Records for this exercise:
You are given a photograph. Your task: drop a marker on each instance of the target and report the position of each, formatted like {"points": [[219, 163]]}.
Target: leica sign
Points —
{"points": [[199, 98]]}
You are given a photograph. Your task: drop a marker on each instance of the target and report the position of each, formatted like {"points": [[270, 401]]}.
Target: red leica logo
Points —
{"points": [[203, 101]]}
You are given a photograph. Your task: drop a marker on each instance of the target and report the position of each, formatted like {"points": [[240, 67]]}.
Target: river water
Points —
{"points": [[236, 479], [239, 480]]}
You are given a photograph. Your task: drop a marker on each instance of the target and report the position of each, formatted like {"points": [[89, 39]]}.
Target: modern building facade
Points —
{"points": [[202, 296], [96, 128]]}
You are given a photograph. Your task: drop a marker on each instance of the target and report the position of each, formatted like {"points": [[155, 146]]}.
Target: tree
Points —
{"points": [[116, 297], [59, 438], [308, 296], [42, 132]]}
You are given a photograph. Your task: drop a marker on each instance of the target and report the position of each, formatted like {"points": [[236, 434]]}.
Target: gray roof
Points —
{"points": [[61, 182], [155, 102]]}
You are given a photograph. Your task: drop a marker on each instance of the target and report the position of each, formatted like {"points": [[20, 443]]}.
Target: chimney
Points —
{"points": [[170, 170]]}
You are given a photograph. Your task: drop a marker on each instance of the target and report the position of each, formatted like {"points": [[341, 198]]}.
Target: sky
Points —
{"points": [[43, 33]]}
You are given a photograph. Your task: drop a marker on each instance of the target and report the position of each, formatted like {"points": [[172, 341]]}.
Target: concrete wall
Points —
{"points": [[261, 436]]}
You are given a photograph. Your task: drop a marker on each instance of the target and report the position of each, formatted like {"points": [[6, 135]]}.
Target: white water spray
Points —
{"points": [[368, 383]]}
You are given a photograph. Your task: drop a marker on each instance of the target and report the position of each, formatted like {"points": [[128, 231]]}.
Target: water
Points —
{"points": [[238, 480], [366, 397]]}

Task to carry out:
Among the records above, how many lines carry the string "formatted"? Reply with the number alone.

Written solution:
11